Task to complete
Return each line of the records below word for word, but leave out the pictures.

Source data

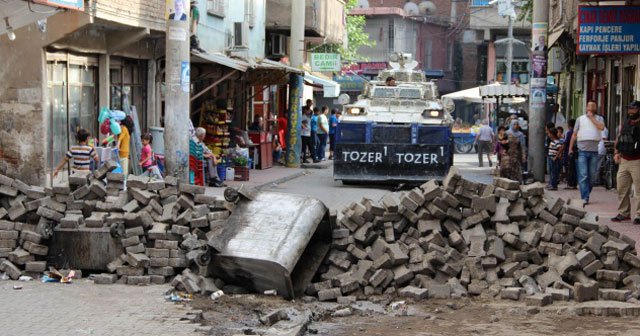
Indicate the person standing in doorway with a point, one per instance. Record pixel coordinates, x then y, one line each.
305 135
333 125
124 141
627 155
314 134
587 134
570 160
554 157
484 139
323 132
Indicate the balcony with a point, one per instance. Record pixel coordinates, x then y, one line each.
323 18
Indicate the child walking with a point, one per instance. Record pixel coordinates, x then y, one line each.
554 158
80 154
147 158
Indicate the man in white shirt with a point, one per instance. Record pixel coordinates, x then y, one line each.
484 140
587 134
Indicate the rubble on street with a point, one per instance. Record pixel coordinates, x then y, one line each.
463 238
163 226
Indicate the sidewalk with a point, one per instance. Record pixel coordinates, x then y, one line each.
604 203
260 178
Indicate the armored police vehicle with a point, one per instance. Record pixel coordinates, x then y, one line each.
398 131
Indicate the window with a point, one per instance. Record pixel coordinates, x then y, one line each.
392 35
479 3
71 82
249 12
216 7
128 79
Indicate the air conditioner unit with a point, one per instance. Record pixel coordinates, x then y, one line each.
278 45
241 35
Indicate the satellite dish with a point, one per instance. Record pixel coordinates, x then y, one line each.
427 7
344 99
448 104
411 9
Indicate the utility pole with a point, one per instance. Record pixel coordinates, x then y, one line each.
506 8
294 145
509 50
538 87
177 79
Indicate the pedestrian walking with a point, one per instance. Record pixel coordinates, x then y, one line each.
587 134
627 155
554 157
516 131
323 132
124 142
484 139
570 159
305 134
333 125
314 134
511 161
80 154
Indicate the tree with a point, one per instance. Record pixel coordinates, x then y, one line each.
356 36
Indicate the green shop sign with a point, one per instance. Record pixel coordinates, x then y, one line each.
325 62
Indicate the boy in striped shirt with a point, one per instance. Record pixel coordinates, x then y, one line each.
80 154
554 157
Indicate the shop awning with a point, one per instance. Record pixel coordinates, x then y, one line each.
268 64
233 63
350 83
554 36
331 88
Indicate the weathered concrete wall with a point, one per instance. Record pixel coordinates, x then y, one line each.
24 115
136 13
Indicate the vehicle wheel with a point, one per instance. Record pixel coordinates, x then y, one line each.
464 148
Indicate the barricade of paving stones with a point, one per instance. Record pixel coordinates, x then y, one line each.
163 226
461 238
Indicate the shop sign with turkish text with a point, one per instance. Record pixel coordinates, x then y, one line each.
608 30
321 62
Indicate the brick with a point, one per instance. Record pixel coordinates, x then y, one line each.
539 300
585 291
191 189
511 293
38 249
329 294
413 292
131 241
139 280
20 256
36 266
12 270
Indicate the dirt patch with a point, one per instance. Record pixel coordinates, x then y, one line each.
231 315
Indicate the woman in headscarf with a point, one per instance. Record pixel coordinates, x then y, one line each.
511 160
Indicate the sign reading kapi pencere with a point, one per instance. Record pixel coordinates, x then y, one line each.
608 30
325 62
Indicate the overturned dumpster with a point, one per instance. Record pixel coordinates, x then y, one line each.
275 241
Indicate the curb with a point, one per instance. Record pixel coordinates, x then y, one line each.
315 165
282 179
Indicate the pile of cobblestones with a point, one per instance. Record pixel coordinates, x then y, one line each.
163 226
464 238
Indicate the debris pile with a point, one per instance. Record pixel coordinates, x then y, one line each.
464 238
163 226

Output
Indicate the person standing in doorway with a point, one per instance. Record pixel coordinates, x then y, one line each.
305 135
333 125
124 141
627 155
314 134
587 134
570 160
554 157
484 139
323 132
Indicate the balcony with a point, one per instance. Record pixel coordinates, x then y, one line each.
323 18
Indicate the child walking with a point, one per instance. Record pixel coordinates, x then y, one line each.
554 158
80 154
147 158
Indicate the man in white shirt with a point, one per instance. Record pixel coordinates, x then y, one line each.
484 140
587 134
Indicate the rubble on street with a point, one per instance. Record pixel coordinates, x then y, one line each.
463 238
163 226
Indicate the sidewalk with a point, one per instance. Record pixel coordinates, x then y, one line each.
604 203
260 178
Indicate the armored police vehicle with a point, one per instance. Record pixel coordinates, x then y, one line each.
398 131
Indicate the window with a point, one per instance. Record pixel coordinates, x then y, one line each.
392 35
479 3
71 82
249 12
216 7
128 79
Indicate the air conditioner unit with a point, one per instance. Record pixel coordinates, x then y, one line each.
278 45
241 35
Indicate the satellite dish with a point, one per instance. Record pixel coordinates, x then y, one line each.
427 7
344 99
448 104
411 9
Indicate the utility pole with a point, one per instance. Record pixel coordinates, x then y, one line each.
506 8
294 145
509 50
538 87
177 79
Indicate the pedestrian walking with a point, one per instance. Record pixel coordinates, x then y, one line each.
587 134
627 155
554 157
516 131
323 132
124 142
484 139
570 159
305 134
333 125
314 134
511 161
80 154
Indicate the tree with a point, one per instance. Record pixel coordinates, x then y, one line each.
356 36
Indicate the green shop sign with a point, one per instance. Record pixel coordinates, x then y, one line each.
325 62
Indicate the boy in striped shirt with a point, one per instance. Record pixel coordinates, x then y, one line each.
80 154
554 157
Indicate the shop awning with a point, one per instance. Record pixel coordinates, x then y, one line each.
268 64
233 63
350 83
554 36
331 88
Indicate the weathered concrete wall with a point, one per instance. Record pixel coordinates, x then y, one line each.
24 115
136 13
Indicate the vehicle wheel with a point, one per instance. Record pixel coordinates, x then y, one line each.
464 148
Indicate the barricade of paving stones with a point, one per instance. Record pixel coordinates, x then y, one line each.
163 226
461 238
Indicate the shop sign with turkish text with a point, one per instance. Record pixel coordinates, x then y, one line each.
608 30
321 62
Indicate the brick with a point, one per instance. Record pixel coordinates, x then y, one line each.
539 300
585 291
191 189
511 293
38 249
329 294
413 292
131 241
139 280
20 256
36 266
12 270
Indicate the dirt patch with a point, one per instance. Record pixel coordinates, x then y, one line each.
231 315
Indicate the woman in headscarf with a point, one per instance. Record pixel coordinates, x then y, one line each.
511 160
Indicate the sign reading kapi pencere with a point, one per instance. Record pixel coordinates, x then y, one line each.
608 30
325 62
Indicate the overturned dumpster with a point, one per instance. Record pixel coordinates, x then y, one line each.
275 241
Indicate the curb with a point, one per instance. Record pixel coordinates, x then y, one line each.
315 165
282 179
Indicate the pile of cobblestones with a point, one per instance. Record pixel coordinates, x then y, one line each.
163 226
464 238
Indicate the debris pile with a point, one per instance. Record pixel coordinates, x then y, one line each.
464 238
163 226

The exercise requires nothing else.